### Task instructions
Could you set down exactly the lines in the records below between the line holding "the hamster snout" and the line holding "For the scouting record, return for every instance of the dark", inclusive?

(Provided entries begins)

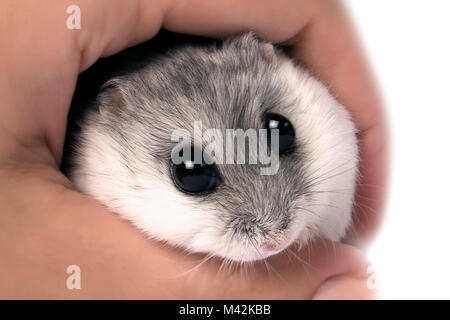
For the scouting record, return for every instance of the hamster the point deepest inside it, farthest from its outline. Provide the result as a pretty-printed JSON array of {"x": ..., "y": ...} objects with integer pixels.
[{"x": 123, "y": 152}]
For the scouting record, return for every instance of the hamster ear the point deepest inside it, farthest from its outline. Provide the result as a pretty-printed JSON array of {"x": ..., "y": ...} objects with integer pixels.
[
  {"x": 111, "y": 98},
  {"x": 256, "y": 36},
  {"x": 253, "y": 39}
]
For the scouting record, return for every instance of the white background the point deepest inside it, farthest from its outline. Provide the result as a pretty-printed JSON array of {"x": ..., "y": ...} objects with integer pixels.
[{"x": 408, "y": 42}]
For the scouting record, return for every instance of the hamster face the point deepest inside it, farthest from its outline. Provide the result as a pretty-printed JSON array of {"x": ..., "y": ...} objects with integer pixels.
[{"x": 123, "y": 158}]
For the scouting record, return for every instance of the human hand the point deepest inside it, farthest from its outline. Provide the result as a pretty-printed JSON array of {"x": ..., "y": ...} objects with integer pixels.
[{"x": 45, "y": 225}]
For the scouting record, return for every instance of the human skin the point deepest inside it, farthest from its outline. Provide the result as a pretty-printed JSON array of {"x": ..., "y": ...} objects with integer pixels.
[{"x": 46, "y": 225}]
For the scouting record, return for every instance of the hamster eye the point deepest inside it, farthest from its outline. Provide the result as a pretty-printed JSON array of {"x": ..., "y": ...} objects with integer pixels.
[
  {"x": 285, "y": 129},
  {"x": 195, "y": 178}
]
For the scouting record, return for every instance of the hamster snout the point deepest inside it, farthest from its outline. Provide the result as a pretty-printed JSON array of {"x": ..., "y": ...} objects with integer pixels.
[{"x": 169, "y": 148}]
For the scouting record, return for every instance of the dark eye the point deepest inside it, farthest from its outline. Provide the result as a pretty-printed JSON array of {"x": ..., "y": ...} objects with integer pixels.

(Provided entries ends)
(Provided entries begins)

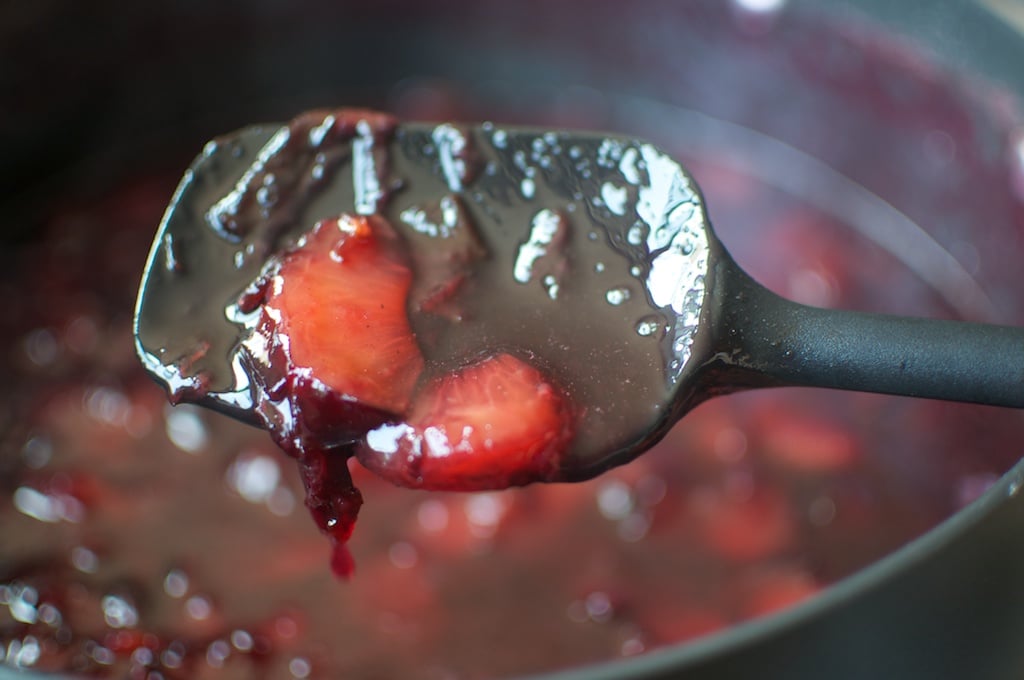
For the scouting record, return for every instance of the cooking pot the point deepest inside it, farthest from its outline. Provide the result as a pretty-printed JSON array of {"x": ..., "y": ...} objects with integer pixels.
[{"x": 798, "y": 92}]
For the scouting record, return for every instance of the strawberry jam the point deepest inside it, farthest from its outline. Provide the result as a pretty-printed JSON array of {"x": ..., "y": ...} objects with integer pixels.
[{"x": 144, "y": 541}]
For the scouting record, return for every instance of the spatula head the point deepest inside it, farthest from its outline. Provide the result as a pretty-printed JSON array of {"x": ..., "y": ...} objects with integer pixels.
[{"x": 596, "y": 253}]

(Provided entries ends)
(Provided entries begins)

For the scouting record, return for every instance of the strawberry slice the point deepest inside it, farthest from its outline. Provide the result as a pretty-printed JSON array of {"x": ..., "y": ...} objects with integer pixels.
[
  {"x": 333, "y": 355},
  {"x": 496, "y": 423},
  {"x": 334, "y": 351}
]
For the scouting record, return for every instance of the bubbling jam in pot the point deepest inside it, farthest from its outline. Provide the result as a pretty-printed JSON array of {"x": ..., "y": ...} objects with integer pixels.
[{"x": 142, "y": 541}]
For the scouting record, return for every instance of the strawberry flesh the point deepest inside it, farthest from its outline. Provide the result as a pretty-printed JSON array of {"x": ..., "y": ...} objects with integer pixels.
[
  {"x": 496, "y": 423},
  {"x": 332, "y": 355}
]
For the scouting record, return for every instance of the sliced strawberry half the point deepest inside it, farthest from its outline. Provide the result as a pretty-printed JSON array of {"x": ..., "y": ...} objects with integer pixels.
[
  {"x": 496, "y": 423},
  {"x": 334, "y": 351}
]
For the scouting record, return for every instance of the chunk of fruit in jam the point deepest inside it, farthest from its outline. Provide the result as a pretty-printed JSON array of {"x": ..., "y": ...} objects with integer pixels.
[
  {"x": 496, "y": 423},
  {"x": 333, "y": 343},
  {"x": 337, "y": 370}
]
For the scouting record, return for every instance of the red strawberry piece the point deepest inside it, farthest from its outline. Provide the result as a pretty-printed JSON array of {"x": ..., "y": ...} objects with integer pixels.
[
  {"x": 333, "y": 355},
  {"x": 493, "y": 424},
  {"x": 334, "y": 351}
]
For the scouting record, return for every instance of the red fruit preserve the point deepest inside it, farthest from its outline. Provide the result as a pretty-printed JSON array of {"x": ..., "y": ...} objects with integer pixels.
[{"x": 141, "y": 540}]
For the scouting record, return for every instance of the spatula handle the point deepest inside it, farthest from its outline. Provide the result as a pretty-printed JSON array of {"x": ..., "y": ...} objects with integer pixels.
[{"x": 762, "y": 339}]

(Provided entries ends)

### Output
For the scouting record, return for every instance of the hamster snout the point deepest inside it, farthest from its outline. Provide the result as a pretty-printed JSON array of {"x": ..., "y": ...} objects with integer pixels.
[{"x": 169, "y": 148}]
For the scouting record, return for every instance of the dark eye the point deepest inside it, farthest from its outline. Provide the result as a pretty-printed JSON array of {"x": ..., "y": ...} objects with integer pixels.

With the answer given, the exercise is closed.